- **Tarefas propostas**:
- A) Reescreva de forma mais breve o parágrafo do trecho sobre solfejo em coro que começa com "É comum os coros atingirem", mantendo seus fatos principais.
- B) No trecho sobre solfejo em coro, troque "regente atual" por "maestro atual" e reproduza a passagem que começa em "É comum os coros" e termina em "possibilidade de crescer.".

O solfejo em coro, entretanto, não é elemento fácil de se incluir na rotina repentinamente, onde não se tem este hábito. Problemas podem ser enfrentados de imediato, como a falta de interesse por parte dos cantores, resistência nos primeiros meses, diferença de níveis dos cantores, diferença de propósitos e anseios, agenda que não reserve tempo para esta tarefa, ou até mesmo a falta de exigência do repertório. A organização se fará necessária, e uma boa argumentação por parte do regente também. Para um grupo que ensaia duas horas por semana, por exemplo, pode se começar com quinze ou trinta minutos no início de cada ensaio. Depois de que o grupo desenvolver o suficiente com exercícios, faz-se necessária a aplicação direta no repertório, para entrelaçar as coisas o quanto antes. Para os que apresentam maiores dificuldades, atendimentos individuais vão ajudar. Depois de um ano, quando o grupo já estiver um pouco desenvolvido, requer atenção especial aos novos componentes, que entrarão em desnível e precisarão de atendimento especial. Neste ponto da trajetória, certamente o coro já será outro!
É comum os coros atingirem um determinado nível, desde sua fundação ou desde que assumiu o regente atual, e por diante ficar sempre no mesmo nível, às vezes por dezenas de anos. Basta analisarmos cuidadosamente a história dos coros que conhecemos para diagnosticar isso. O solfejo e o estudo musical de forma estruturada sempre possibilitará que o coro adquira mais qualidade, que experimente fazer uma quantidade maior de repertório, que experimente realizar peças mais difíceis ou audaciosas, enfim, deixa em aberto a possibilidade de crescer.  
            Seja ele tradicional, em dó móvel, por relação intervalar, por graus ou qualquer outra forma, o desenvolvimento do solfejo só ajuda, facilita o aprendizado. Não podemos deixá-lo no esquecimento. Em 2009 um colega regente, depois de ter experiência com coros que tem o hábito de solfejar, em outro país, me disse que de volta ao Brasil ele prometeu a si mesmo que jamais trabalharia novamente com um coro que não tivesse como ferramenta fundamental o solfejo, pois não teria mais a paciência devida para ensinar música de ouvido o tempo todo, e não conseguiria realizar o repertório que teria vontade porque jamais o coro conseguiria sem saber solfejar. “O resultado é outro a luz do solfejo!” Disse ele. Hoje ele aquece seu coro lendo corais de Bach a primeira vista, e todos se convenceram de que realmente o resultado é bem melhor lendo as partituras do que na escuridão do analfabetismo musical.

- **Registros extraídos**:
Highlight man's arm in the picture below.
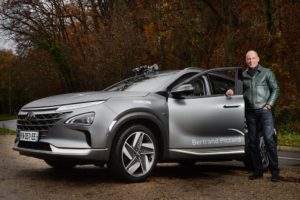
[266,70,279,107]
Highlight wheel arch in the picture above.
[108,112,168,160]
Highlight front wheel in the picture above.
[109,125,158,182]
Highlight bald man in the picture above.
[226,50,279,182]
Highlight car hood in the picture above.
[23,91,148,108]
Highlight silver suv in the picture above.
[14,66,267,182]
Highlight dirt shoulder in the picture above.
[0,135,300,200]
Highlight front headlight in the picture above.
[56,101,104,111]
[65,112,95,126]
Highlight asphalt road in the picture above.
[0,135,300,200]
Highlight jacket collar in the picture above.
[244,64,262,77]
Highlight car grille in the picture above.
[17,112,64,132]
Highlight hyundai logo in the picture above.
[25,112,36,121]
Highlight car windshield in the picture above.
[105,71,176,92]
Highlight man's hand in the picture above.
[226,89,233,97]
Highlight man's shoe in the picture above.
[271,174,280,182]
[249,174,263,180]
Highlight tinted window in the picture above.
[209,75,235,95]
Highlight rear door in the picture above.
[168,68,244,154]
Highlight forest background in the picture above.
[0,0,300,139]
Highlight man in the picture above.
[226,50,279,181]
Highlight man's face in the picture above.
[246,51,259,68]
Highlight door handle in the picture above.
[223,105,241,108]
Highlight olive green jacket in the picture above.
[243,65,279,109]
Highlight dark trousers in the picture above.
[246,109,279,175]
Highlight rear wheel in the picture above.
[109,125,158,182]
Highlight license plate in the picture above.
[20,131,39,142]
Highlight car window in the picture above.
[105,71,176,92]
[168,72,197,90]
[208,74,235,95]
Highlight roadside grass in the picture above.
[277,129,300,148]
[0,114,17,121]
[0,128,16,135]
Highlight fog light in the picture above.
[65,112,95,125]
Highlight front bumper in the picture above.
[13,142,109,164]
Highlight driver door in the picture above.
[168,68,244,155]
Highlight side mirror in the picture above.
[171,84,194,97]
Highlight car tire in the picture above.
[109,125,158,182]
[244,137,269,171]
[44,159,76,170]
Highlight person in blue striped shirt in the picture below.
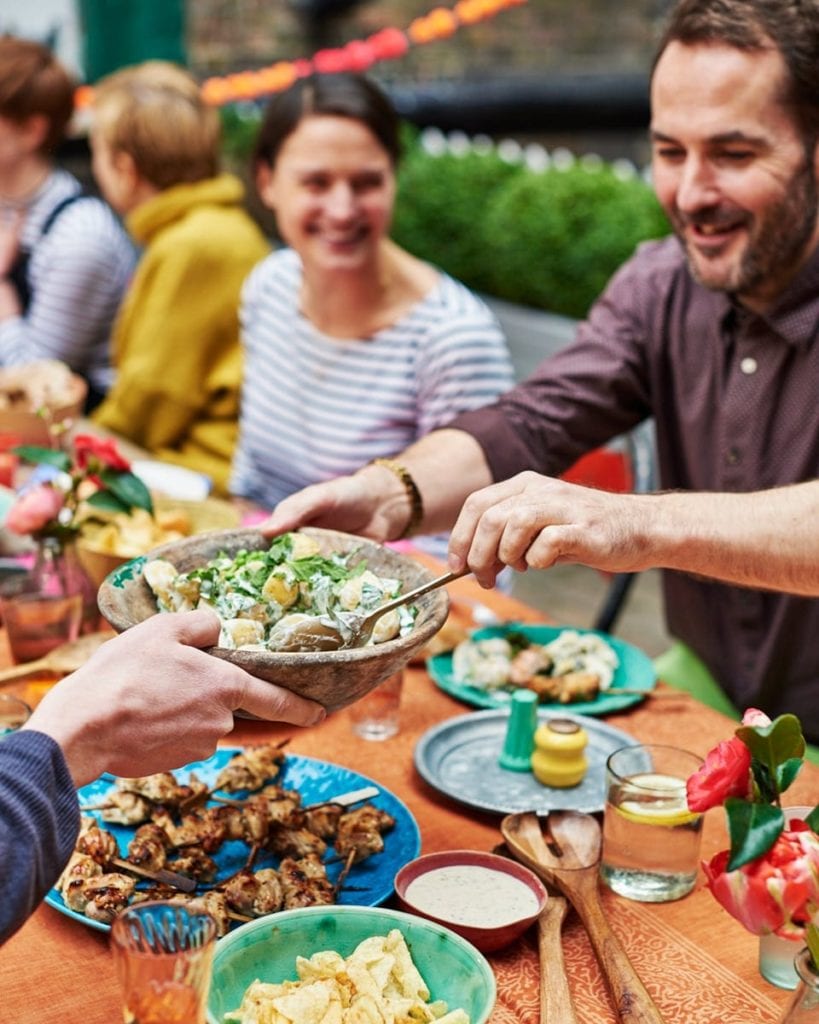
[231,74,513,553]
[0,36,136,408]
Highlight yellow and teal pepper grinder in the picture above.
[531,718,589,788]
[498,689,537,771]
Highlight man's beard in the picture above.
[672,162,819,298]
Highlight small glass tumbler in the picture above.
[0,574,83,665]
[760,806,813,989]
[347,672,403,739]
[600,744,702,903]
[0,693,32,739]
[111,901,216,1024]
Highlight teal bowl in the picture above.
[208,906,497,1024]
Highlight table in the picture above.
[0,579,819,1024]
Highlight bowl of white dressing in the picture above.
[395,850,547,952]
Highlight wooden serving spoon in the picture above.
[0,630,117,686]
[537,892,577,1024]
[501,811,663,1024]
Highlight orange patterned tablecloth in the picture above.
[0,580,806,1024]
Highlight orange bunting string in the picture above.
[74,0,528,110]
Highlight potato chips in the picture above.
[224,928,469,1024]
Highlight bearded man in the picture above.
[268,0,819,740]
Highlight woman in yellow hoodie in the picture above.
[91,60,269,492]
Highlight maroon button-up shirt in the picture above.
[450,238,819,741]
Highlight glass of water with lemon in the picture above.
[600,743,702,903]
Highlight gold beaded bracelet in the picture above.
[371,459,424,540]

- **Respostas esperadas**:
- A) Muitos coros alcançam certo nível desde a fundação ou desde a chegada do regente atual e ali permanecem, às vezes por dezenas de anos. Uma análise cuidadosa da história dos coros conhecidos revela isso. O solfejo e o estudo musical estruturado sempre permitem que o coro ganhe qualidade, amplie o repertório e experimente peças mais difíceis ou audaciosas, mantendo aberta a possibilidade de crescer.

- B)
É comum os coros atingirem um determinado nível, desde sua fundação ou desde que assumiu o maestro atual, e por diante ficar sempre no mesmo nível, às vezes por dezenas de anos. Basta analisarmos cuidadosamente a história dos coros que conhecemos para diagnosticar isso. O solfejo e o estudo musical de forma estruturada sempre possibilitará que o coro adquira mais qualidade, que experimente fazer uma quantidade maior de repertório, que experimente realizar peças mais difíceis ou audaciosas, enfim, deixa em aberto a possibilidade de crescer.